>> begin INFORMATION GIVEN

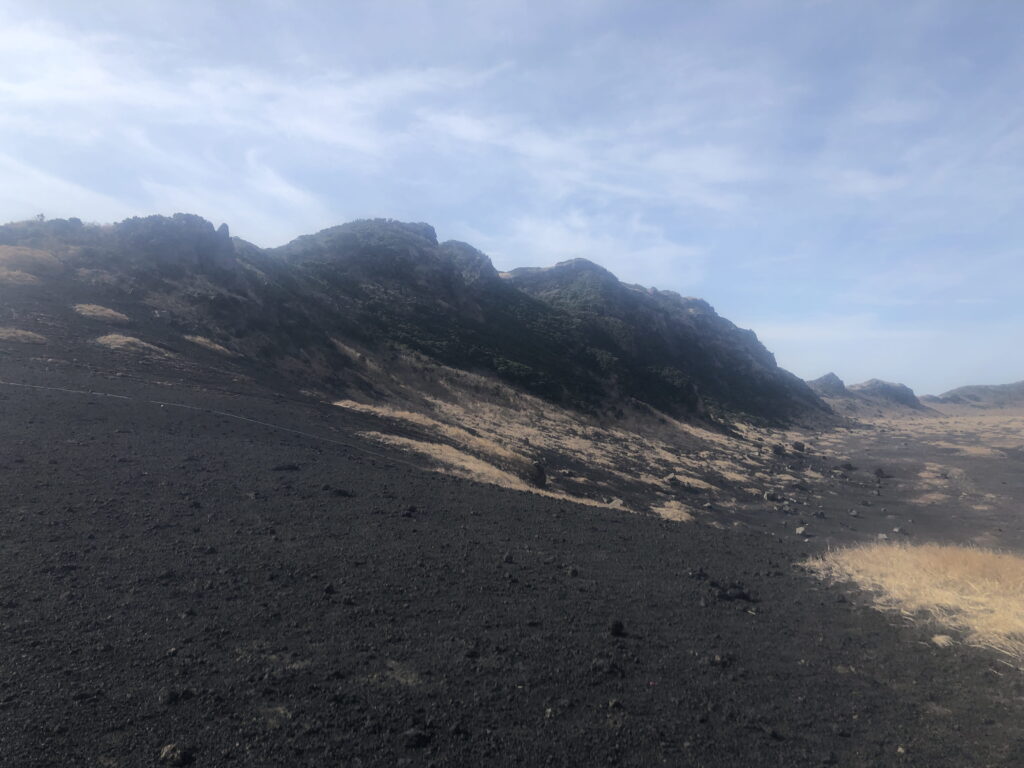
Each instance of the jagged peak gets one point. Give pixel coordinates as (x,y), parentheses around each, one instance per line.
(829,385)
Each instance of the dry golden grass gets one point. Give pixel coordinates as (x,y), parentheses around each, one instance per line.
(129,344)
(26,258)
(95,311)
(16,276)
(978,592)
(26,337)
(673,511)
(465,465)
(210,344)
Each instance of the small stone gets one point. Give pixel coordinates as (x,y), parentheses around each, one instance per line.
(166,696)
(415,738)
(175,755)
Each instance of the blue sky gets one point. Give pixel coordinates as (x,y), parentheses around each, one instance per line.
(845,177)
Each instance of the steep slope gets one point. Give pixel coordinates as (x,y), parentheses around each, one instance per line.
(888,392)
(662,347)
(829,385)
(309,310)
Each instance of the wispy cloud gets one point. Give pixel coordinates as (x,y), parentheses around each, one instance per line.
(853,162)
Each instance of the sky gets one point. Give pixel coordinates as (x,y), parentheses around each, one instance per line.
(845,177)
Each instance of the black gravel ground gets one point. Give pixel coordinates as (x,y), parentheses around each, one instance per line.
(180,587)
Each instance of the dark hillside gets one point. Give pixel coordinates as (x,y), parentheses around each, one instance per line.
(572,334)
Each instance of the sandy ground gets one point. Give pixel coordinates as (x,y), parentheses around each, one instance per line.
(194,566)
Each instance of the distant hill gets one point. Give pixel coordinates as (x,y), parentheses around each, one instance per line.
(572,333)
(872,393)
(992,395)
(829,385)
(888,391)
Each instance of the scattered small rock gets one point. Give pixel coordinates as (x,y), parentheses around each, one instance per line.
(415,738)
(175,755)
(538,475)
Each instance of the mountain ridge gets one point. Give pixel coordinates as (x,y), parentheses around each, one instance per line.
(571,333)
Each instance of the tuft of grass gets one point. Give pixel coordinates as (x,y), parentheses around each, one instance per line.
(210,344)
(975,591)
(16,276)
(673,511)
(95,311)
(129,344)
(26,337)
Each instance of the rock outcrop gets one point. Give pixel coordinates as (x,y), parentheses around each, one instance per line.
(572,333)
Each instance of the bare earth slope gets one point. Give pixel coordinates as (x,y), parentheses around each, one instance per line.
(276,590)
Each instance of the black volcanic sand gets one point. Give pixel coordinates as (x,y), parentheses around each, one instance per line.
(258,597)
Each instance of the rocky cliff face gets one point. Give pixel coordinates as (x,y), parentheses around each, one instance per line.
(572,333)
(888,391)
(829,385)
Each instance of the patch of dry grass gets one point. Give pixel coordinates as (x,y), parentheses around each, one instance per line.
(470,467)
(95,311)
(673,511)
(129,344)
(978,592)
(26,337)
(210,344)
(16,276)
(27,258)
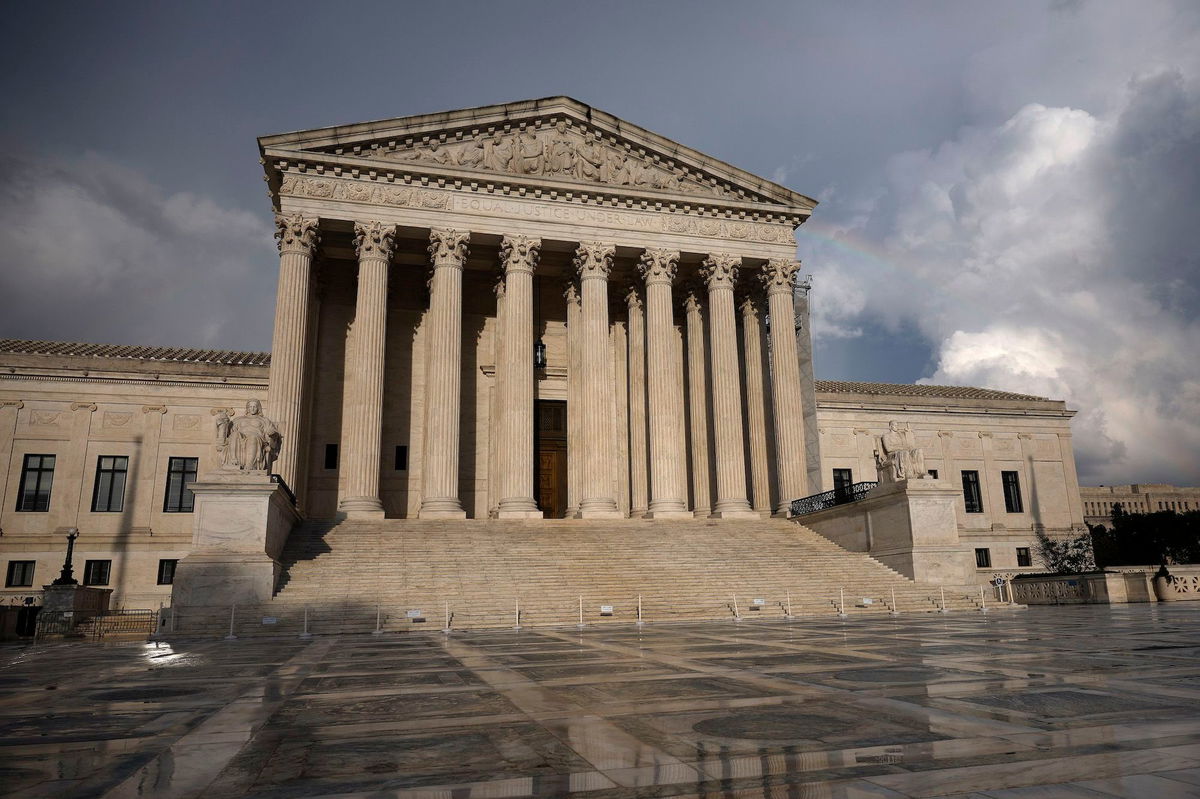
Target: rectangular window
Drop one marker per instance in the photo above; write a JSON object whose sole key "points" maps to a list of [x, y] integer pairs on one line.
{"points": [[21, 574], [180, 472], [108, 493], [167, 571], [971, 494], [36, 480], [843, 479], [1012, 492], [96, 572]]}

>> end INFORMATION GIVEN

CHALLENGE → Print every record above exactly as written, leaving out the pictures.

SOLUTION TO THE EXERCISE →
Each instance of the jagged peak gets one point. Give pixel coordinates as (x,y), parentheses around each, one instance per line.
(829,385)
Each instance of the dry golden grass gets one point. Give pixel coordinates as (x,y), parentheses around each, one instance per line.
(129,344)
(26,258)
(95,311)
(16,276)
(978,592)
(26,337)
(673,511)
(465,465)
(210,344)
Each instance of the small stone gets one point. Give pixel coordinates as (x,y), parentheses around each, one instance per line.
(166,696)
(415,738)
(175,755)
Each instance of the blue sky gets one point. Give pixel coordinates as (x,y), parentheses around each, one instance per line.
(845,177)
Each instance of the steep slope gets one point. Give pixel coordinates as (x,y), parentheses around each, one instance per line.
(888,392)
(662,347)
(829,385)
(309,310)
Each instance of the wispy cloud gets one point. Give pixel coordinates as (x,y), parentheses around each, one instance per line.
(853,162)
Each instance of the sky gets one point. Give pixel coordinates as (x,y), parentheses around each, one instance per line.
(845,177)
Each instance of the black gravel ground gets one point. Give pixel coordinates as (x,y), parentheses around each, one instance per line.
(180,587)
Each instance of the dark hillside gets one point. Give pixel coordinates as (x,y), parentheses around each, one instance per line.
(572,334)
Each instance of the sandy ground gets one point. Give pixel coordinates as (x,y), parentheses around each, one instance per line.
(194,566)
Each instance of the distant hill gets one point. Give pixel coordinates as (x,y), parentheses around each, one instance per line.
(572,333)
(872,393)
(992,395)
(829,385)
(888,391)
Each instance of the scattered small rock gets one point. Give pixel coordinates as (x,y), parentheses around each, one instance per line.
(415,738)
(175,755)
(538,475)
Each instance of the mountain ridge gets one point. Give pixel coordinates as (x,y), parentheses around each, one instance per line.
(571,333)
Each instance of the tuft of grass gets one point. Give pixel coordinates as (x,y), parentheses around each, one instance per line.
(210,344)
(975,591)
(16,276)
(673,511)
(95,311)
(129,344)
(26,337)
Each instance of the rock outcrop gets one point. Give pixel coordinates as (x,y), parentheses around each, one instance per line.
(572,333)
Each instance of the bare earth slope gets one point. Give pixel coordinates as (x,y), parentheses around each, one instance per line.
(276,590)
Each instance of the black volcanic sand gets one point. Give pixel coordinates as (x,y), parentheses around each, one instance per line.
(258,597)
Each instance of the rocky cliff face gets one point. Give pixel coordinates as (x,y), parentheses around each, one instance per line.
(572,333)
(888,391)
(829,385)
Each instance of the patch of dry grass gets one point. Give pixel coordinates as (x,y), parentheses around each, one instance per line.
(470,467)
(95,311)
(673,511)
(129,344)
(978,592)
(26,337)
(210,344)
(16,276)
(27,258)
Target: rectangular window
Drop one marker per instance in the photo above; write a JSON object whose sole key "points" maps to a list of [x, y] integer pairs on one line.
{"points": [[21, 574], [180, 472], [108, 493], [167, 571], [971, 494], [36, 480], [843, 479], [1012, 492], [96, 572]]}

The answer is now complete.